----- Records shown

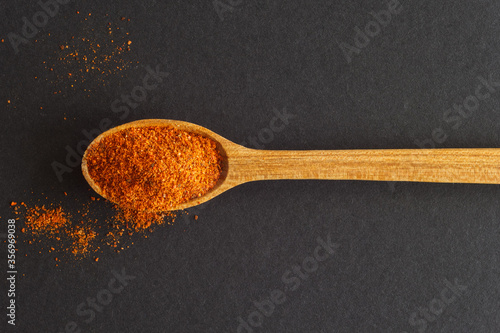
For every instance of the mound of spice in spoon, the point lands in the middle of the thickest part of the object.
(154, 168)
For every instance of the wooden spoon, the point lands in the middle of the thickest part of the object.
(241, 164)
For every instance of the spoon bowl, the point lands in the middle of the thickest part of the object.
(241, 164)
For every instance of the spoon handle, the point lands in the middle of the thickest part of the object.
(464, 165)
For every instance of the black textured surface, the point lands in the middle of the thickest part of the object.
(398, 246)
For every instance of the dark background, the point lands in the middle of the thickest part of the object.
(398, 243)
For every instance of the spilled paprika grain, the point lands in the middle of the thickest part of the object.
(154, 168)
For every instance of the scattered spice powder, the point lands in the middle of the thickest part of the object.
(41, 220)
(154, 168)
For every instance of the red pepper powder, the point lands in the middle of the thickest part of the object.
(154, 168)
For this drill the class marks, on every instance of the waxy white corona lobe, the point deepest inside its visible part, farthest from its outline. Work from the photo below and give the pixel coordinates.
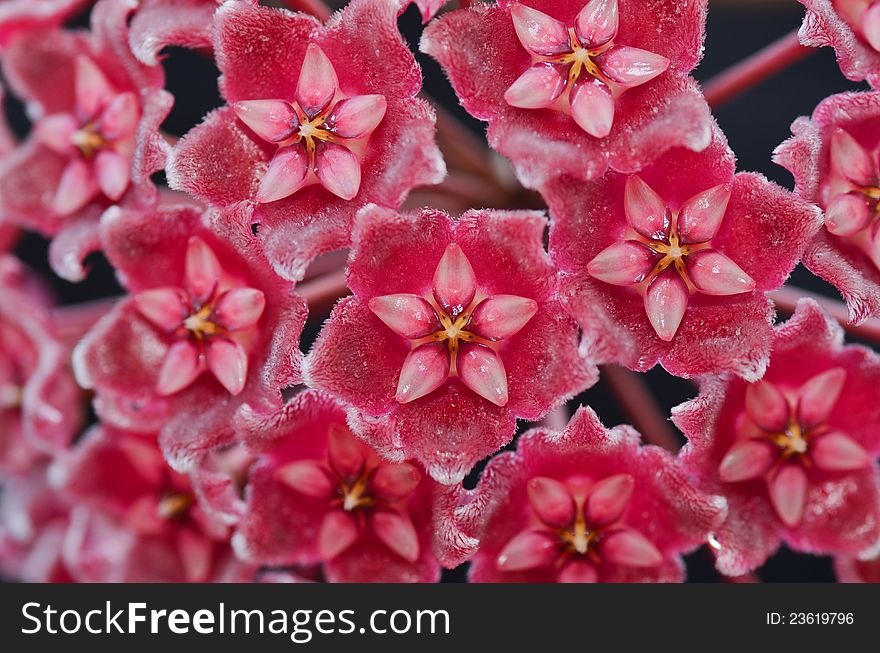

----------

# Directions:
Set down all the entries above verbatim, and include none of the pictures.

# Result:
For every instance of the mound of spice in spoon, the point lands in the middle of the thickest part of the object.
(154, 168)
For every instance of the wooden spoon, the point lands in the middle of the thickest part of the object.
(241, 164)
For every instance of the spoon bowl, the point lands in the middle of the thickest part of the object.
(241, 164)
For every instance of the spoon handle, the point lands in the middle of the thickest part of the object.
(464, 165)
For every instance of the black textured surface, the point lands in the middle of the thickest part of the object.
(398, 246)
For every instance of the dark background, the point lands in the middle of the thickest part of the object.
(398, 243)
For every instance of the spilled paprika grain, the point lands in the middle of the thickest part of the object.
(154, 168)
For every instance of the scattered spice powder, the point lands in the middle of the thickest part of the object.
(41, 220)
(154, 168)
For every instance of the red pepper powder, the point lands in the middle of the thickest part of the object.
(154, 168)
For this drill the class marks, on every instance of the waxy white corona lobe, the point deepest inside its visible part, farthest from its outline. Work from the photo below and give the pixel coordinates.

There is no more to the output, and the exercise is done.